[START Input for this task]
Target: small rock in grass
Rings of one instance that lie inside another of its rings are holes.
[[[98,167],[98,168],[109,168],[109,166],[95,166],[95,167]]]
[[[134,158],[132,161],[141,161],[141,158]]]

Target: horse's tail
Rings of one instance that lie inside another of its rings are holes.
[END Input for this task]
Work instructions: Copy out the material above line for line, without changing a single character.

Final result:
Target: small rock in grass
Rings of one instance that lie inside another of its rings are holes.
[[[98,167],[98,168],[109,168],[109,166],[95,166],[95,167]]]
[[[134,158],[132,161],[141,161],[141,158]]]

Target: horse's tail
Rings of one instance that lie inside another of its rings are holes.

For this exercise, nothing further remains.